Task goal:
Output every line of the items below as a JSON list of strings, one string per line, skipping any blank lines. Leave the pictures out.

Dataset rows

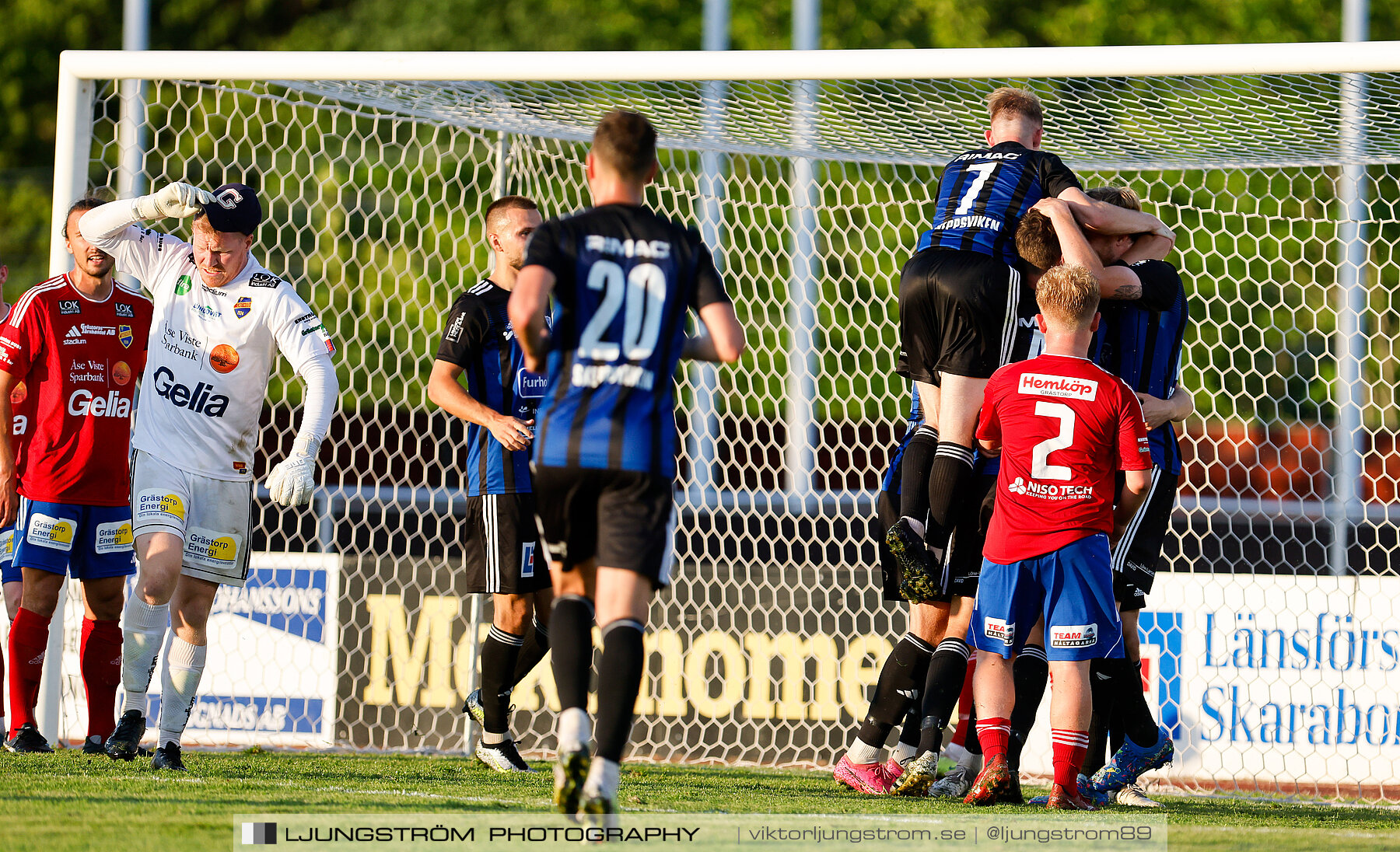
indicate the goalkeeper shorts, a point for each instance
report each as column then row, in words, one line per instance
column 213, row 516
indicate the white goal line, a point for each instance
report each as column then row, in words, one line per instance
column 1126, row 61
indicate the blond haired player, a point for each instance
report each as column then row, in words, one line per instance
column 220, row 318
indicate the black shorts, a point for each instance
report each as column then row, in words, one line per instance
column 958, row 314
column 619, row 518
column 962, row 565
column 500, row 553
column 1136, row 557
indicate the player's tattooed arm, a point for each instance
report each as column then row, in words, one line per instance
column 1115, row 281
column 1136, row 484
column 1109, row 218
column 1174, row 409
column 447, row 392
column 723, row 337
column 527, row 308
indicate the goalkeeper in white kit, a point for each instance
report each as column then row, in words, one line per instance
column 219, row 321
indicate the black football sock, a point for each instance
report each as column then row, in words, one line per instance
column 534, row 649
column 572, row 624
column 947, row 669
column 1029, row 675
column 913, row 473
column 499, row 654
column 972, row 742
column 1105, row 689
column 901, row 682
column 909, row 735
column 1132, row 715
column 948, row 477
column 619, row 679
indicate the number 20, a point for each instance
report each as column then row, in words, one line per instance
column 643, row 293
column 1041, row 466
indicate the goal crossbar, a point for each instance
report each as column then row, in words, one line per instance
column 965, row 63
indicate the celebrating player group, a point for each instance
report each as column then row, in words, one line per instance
column 1021, row 516
column 1025, row 509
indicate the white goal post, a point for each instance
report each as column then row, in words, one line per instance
column 811, row 174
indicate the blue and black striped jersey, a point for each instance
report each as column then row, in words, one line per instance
column 625, row 279
column 1140, row 342
column 916, row 419
column 983, row 194
column 479, row 339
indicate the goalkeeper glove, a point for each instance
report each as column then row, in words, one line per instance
column 292, row 481
column 175, row 201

Final result:
[
  "indicate the goalkeeper shorts, a point for each instance",
  "report each as column then row, in words, one line per instance",
  "column 213, row 516",
  "indicate the white goal line, a point for each instance",
  "report each as column then row, in words, one line per instance",
  "column 1126, row 61",
  "indicate the blond haired player, a point for each instance",
  "report each as column then row, in words, one line per instance",
  "column 220, row 318",
  "indicate the black shorts, a point for each instance",
  "report each as column then row, in words, one line per instance",
  "column 958, row 314",
  "column 619, row 518",
  "column 962, row 565",
  "column 500, row 553",
  "column 1136, row 557",
  "indicate the player's tattooed arm, a point for each instance",
  "report each as column then row, in words, one line per instance",
  "column 1115, row 281",
  "column 1136, row 484",
  "column 1109, row 218",
  "column 1174, row 409",
  "column 447, row 392",
  "column 723, row 337",
  "column 527, row 308",
  "indicate the goalkeeper in white kit, a point for each instance",
  "report each as column then row, in words, one line per instance",
  "column 219, row 321",
  "indicate the black football sock, a point for each instance",
  "report each as column then row, in words, one line per instance",
  "column 534, row 649",
  "column 572, row 624",
  "column 947, row 669",
  "column 1029, row 675",
  "column 913, row 473",
  "column 499, row 654",
  "column 972, row 742",
  "column 1105, row 689",
  "column 901, row 682",
  "column 909, row 735",
  "column 1132, row 715",
  "column 948, row 477",
  "column 619, row 679",
  "indicate the number 20, a point for each instance",
  "report each as column then row, in words, one line per instance",
  "column 643, row 293",
  "column 1041, row 466",
  "indicate the goal crossbar, a point for each instance",
  "report each as column then row, in words, one line per instance",
  "column 965, row 63",
  "indicate the celebrating player group, a point for each instance",
  "report each as column then row, in words, one line per instance",
  "column 1021, row 516",
  "column 1025, row 509",
  "indicate the white goal post, a point for each instance",
  "report each as column then row, in words, one line per instance",
  "column 811, row 174",
  "indicate the blue and black striped jersey, a point for each instance",
  "report each as column then row, in words, one line per instance",
  "column 625, row 279",
  "column 1140, row 342",
  "column 916, row 419",
  "column 983, row 194",
  "column 479, row 339",
  "indicate the goalkeeper glove, a point for each instance",
  "report each as column then row, in words, one line per instance",
  "column 292, row 481",
  "column 175, row 201"
]